• What you will do: Can you copy out the records word for word, from their very start through the line that contains "positive clicks: (554, 423)", with both ends included?

---

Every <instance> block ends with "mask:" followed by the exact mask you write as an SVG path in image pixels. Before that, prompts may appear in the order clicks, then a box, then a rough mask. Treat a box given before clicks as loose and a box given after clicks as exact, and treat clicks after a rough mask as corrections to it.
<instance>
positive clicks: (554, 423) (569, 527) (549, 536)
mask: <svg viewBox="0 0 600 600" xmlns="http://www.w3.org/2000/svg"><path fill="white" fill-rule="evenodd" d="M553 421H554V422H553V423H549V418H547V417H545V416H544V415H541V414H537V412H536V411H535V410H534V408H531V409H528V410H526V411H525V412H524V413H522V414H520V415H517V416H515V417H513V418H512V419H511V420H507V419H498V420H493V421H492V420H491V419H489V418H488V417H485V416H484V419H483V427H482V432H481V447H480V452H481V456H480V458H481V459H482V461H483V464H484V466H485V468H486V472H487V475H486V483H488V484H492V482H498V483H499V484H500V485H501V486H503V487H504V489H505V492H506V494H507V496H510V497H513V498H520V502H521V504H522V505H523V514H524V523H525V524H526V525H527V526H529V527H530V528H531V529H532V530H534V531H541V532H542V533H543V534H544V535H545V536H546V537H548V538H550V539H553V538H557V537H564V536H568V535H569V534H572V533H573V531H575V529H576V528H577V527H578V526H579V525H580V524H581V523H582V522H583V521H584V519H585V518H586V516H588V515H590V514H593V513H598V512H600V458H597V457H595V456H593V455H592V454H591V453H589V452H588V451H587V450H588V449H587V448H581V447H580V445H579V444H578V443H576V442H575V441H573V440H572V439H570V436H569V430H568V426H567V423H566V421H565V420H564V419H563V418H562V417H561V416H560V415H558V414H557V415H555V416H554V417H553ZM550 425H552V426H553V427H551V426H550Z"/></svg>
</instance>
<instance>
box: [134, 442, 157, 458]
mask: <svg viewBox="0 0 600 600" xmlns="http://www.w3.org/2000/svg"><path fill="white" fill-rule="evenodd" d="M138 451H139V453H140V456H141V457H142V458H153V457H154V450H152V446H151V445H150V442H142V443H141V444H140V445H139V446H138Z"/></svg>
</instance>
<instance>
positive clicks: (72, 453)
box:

---

• Response below:
Every <instance> block ends with "mask:" followed by the exact mask you write as an SVG path in image pixels. Before that, prompts may appear in the order clicks, then a box, then a rough mask. Treat a box given before clicks as loose and a box given after clicks as exact, and treat clicks after a rough mask as corrections to it.
<instance>
positive clicks: (554, 423) (569, 527) (549, 536)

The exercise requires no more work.